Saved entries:

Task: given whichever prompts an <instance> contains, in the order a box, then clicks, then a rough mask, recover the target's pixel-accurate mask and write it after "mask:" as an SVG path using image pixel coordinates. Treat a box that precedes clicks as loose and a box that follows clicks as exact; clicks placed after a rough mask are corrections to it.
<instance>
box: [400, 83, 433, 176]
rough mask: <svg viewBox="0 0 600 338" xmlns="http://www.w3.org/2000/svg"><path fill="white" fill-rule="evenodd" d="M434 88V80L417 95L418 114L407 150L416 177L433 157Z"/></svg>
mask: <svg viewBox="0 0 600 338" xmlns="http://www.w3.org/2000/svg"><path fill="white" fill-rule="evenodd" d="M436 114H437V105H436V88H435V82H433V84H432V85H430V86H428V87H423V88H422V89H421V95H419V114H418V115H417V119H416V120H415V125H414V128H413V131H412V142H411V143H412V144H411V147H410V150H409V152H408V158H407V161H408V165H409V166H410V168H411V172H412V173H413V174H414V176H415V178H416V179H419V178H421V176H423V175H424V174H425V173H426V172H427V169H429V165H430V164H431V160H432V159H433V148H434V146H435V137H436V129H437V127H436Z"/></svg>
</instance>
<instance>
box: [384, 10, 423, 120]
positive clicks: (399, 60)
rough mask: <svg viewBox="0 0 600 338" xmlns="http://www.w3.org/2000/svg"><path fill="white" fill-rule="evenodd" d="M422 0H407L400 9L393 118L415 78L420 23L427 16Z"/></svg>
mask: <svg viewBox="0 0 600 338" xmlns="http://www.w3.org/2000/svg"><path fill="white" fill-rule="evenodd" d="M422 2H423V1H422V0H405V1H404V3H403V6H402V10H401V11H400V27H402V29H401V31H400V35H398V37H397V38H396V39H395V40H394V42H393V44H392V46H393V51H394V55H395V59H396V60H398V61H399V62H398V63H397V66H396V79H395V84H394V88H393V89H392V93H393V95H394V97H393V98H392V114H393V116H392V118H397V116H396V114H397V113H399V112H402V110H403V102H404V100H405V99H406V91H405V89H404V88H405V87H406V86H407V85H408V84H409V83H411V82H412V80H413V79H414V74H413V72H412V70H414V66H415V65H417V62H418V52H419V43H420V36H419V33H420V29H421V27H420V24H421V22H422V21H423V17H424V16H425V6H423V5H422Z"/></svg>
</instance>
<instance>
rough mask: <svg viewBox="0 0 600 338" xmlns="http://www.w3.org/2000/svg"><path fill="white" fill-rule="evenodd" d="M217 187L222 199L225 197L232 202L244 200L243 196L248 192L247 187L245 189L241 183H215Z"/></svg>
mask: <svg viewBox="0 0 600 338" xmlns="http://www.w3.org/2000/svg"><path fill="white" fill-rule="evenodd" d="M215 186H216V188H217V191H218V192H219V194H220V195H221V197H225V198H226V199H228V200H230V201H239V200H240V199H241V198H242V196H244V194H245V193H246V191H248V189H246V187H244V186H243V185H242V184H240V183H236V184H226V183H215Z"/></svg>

* * *

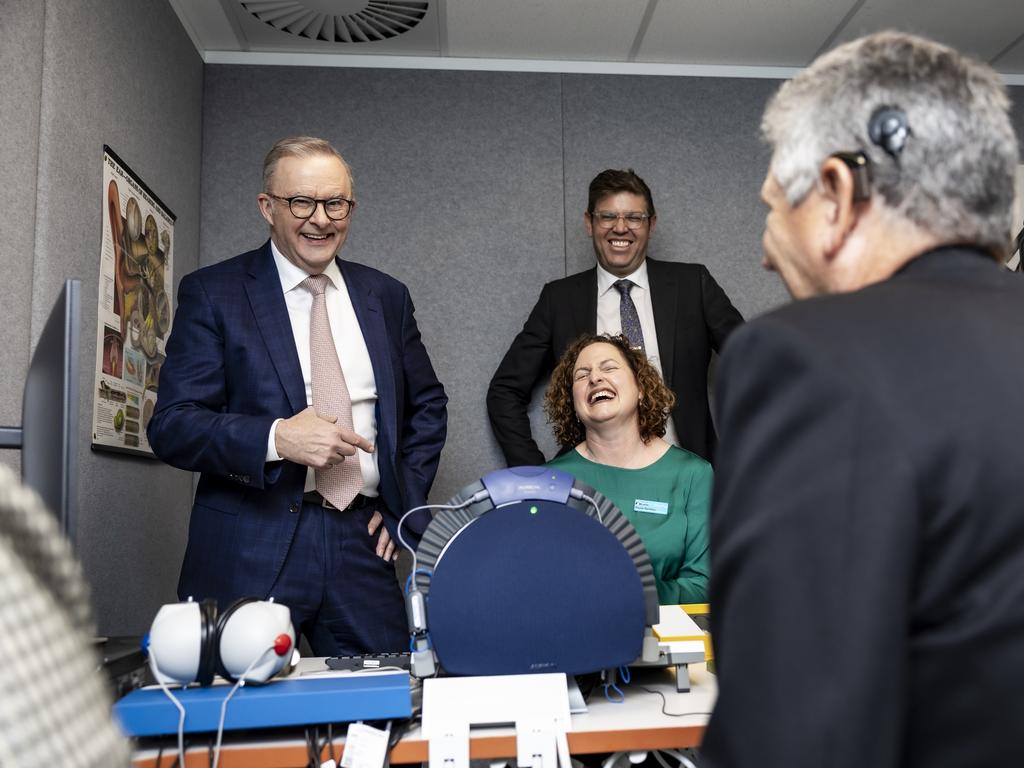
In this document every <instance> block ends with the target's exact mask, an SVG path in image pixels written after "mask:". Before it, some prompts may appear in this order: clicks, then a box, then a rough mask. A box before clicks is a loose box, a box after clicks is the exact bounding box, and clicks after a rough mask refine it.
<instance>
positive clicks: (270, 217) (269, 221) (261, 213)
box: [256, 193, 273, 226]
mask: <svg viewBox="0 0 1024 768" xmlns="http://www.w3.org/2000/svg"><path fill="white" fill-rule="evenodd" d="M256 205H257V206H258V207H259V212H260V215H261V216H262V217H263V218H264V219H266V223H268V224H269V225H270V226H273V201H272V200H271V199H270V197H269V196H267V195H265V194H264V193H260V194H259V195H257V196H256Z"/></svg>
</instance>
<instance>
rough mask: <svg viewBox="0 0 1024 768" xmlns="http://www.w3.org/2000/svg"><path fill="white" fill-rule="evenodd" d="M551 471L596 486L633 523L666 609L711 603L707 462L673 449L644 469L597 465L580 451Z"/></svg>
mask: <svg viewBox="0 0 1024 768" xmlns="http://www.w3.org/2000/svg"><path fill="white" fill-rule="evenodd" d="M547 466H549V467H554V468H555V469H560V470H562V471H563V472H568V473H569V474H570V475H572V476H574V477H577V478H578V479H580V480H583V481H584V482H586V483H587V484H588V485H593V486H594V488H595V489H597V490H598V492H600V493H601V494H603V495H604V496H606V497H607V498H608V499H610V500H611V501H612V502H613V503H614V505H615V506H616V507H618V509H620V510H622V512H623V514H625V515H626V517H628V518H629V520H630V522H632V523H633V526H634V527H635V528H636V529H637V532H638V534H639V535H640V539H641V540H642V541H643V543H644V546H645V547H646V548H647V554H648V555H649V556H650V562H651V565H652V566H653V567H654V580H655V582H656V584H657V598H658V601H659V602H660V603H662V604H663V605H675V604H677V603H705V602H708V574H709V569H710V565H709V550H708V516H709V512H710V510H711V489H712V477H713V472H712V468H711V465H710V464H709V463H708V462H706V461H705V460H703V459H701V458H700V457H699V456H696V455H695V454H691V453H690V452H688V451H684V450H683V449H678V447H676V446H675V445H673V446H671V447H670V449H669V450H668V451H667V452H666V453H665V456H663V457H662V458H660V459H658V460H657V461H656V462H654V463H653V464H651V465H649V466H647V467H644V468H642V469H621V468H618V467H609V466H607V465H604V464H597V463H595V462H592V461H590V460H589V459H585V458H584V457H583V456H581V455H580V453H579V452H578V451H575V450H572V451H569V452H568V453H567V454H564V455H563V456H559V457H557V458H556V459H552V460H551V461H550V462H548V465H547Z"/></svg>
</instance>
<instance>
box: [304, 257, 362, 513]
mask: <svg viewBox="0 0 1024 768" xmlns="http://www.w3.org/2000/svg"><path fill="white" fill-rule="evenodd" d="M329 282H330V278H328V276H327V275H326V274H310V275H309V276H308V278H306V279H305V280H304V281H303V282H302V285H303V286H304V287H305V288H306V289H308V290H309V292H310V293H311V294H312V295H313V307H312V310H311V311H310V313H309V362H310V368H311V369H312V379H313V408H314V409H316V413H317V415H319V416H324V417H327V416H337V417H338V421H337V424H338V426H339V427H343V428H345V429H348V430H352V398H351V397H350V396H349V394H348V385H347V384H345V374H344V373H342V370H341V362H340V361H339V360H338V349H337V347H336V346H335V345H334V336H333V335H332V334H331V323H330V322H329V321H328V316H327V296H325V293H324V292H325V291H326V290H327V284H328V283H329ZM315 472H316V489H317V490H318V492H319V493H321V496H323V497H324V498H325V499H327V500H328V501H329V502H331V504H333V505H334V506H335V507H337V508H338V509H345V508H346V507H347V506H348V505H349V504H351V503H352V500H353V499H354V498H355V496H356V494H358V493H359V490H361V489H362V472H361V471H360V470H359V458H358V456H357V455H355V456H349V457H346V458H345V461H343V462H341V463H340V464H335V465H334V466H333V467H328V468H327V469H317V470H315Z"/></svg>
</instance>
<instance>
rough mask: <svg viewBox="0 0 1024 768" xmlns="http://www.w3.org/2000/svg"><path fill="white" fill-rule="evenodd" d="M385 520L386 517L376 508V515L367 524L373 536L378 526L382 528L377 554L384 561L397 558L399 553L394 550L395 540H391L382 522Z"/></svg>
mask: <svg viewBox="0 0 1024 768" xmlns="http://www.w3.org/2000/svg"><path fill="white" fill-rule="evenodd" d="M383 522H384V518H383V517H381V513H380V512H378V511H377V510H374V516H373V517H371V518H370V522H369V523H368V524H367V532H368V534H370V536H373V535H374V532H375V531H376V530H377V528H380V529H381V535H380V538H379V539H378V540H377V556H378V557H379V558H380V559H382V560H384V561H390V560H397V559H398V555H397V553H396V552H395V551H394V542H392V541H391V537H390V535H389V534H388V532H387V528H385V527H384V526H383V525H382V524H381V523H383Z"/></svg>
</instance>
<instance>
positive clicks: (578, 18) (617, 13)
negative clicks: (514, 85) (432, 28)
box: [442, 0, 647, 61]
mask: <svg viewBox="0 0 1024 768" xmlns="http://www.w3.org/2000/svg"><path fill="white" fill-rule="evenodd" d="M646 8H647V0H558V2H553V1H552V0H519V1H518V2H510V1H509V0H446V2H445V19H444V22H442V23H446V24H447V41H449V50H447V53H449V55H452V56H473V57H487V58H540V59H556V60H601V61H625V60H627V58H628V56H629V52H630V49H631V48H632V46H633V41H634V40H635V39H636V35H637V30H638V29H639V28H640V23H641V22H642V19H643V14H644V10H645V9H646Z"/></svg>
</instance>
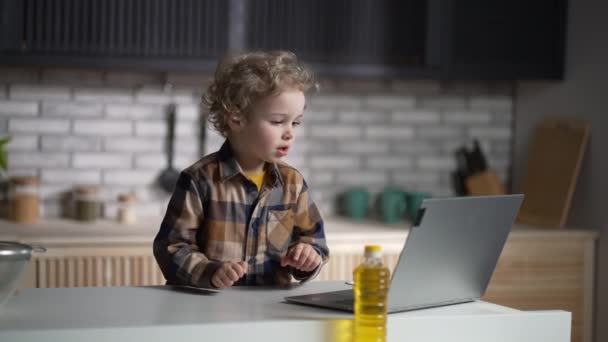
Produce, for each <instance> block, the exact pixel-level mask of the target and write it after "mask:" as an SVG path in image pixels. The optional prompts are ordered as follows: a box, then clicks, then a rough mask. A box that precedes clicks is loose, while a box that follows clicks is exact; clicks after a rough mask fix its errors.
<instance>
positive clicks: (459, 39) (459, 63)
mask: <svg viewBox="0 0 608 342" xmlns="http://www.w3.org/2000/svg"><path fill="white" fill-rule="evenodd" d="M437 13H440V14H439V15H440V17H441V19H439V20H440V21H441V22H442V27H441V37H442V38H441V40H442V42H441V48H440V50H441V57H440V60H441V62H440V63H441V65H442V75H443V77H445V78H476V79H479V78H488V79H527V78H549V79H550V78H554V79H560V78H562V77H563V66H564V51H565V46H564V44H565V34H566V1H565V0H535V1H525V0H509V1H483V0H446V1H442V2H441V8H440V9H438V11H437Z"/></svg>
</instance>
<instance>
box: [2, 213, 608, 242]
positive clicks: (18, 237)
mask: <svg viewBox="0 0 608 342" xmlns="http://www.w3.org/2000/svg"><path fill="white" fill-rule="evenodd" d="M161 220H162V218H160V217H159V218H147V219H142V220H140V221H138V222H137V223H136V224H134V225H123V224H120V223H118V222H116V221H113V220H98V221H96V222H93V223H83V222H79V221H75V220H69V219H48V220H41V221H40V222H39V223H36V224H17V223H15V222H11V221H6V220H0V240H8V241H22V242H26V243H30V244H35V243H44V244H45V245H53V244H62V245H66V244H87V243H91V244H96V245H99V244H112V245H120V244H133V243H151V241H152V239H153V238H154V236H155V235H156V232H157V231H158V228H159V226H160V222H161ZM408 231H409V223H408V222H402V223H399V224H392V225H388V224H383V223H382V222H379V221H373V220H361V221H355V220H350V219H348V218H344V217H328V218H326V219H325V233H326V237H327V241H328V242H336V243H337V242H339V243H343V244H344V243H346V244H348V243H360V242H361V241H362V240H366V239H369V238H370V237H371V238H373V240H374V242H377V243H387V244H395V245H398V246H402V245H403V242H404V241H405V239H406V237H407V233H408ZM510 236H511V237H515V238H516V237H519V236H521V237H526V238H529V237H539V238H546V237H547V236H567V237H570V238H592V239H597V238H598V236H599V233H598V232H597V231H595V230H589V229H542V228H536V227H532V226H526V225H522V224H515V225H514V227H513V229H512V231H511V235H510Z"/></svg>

- DIRECTIVE: Copy out the lines from the one containing "Task: given whichever" down to the one containing "88V80L417 95L418 114L407", both included, without any changes.

- FINISHED TASK:
Task: given whichever prompts an <instance> contains, in the order a box, then clicks, then a rough mask, recover the target's pixel-accurate mask and write it after "mask:" as an SVG path using image pixel coordinates. Treat a box that precedes clicks as loose and a box that follows clicks as exact; clicks placed after a rough mask are corrections to it.
<instance>
box: [400, 83, 433, 176]
rough mask: <svg viewBox="0 0 600 338" xmlns="http://www.w3.org/2000/svg"><path fill="white" fill-rule="evenodd" d="M434 88V80L417 95L418 114L407 150L416 177L433 157Z"/></svg>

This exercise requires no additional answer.